=== Instructions ===
• A. According to the market commentary, what chance do futures markets see of the Fed raising rates by a quarter point?
• B. Quote the market commentary word for word, beginning at the words "Futures markets now" and stopping after "the futures strip.".

=== Text provided ===
____

The level of uncertainty – particularly during a public blackout period for Fed officials – has seen wild swings in market interest rates each day for a fortnight and the most volatile month for Treasury bonds since the banking collapse of 15 years ago.
While many think bank turmoil in itself will ultimately hasten a credit crunch that does the Fed’s job for it, shocking news of a re-acceleration of UK inflation last month was a reminder to central banks that disinflation is not yet baked in.
While the British inflation surprise reflects some of the price stickiness already evident in February U.S. numbers released earlier in the month, and may potentially be overtaken by recent banking events, it hugely complicates the Bank of England’s policy decision on Thursday at least.
Without another landmine in the banking world over the past 24 hours, and following the first consecutive daily gains in the S&P500 in almost three weeks on Tuesday, money markets have now focussed squarely on the looming policy decisions.
Futures markets now see a 85% chance the Fed will lift rates by a quarter point later – but no further rate rise is fully priced for the cycle and at least one rate cut by yearend still remains in the futures strip.

____

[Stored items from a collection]
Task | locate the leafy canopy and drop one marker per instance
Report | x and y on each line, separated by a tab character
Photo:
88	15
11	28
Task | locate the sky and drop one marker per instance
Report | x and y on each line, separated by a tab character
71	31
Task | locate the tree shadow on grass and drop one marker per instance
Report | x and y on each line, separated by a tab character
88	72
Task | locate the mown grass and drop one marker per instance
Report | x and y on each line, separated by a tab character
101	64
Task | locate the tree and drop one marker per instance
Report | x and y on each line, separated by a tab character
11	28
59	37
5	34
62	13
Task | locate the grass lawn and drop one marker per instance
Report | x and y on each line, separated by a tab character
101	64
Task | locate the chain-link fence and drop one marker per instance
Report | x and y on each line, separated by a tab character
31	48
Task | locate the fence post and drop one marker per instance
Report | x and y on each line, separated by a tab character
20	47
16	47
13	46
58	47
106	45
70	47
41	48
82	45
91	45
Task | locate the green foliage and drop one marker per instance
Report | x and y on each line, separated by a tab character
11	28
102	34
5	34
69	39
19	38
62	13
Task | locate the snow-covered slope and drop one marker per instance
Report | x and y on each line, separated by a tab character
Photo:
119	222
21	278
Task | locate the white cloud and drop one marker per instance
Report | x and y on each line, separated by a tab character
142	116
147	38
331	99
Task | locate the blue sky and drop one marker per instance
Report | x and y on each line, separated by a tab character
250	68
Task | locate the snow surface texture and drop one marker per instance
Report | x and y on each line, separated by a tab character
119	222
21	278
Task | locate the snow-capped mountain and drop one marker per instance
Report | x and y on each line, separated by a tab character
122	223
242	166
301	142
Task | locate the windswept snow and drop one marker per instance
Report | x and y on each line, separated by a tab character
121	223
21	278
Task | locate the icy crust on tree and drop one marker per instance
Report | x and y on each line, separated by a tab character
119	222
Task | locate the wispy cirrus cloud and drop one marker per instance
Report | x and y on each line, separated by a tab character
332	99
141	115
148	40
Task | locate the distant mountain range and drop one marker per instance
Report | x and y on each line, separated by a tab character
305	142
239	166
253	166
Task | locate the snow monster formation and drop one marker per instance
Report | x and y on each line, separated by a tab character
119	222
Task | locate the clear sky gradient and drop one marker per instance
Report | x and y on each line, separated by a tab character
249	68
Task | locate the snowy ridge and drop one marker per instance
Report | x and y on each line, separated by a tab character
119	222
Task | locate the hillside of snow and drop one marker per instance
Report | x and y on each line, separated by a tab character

____

=== Answers to the exercises ===
• A. An 85% chance.

• B.
Futures markets now see a 85% chance the Fed will lift rates by a quarter point later – but no further rate rise is fully priced for the cycle and at least one rate cut by yearend still remains in the futures strip.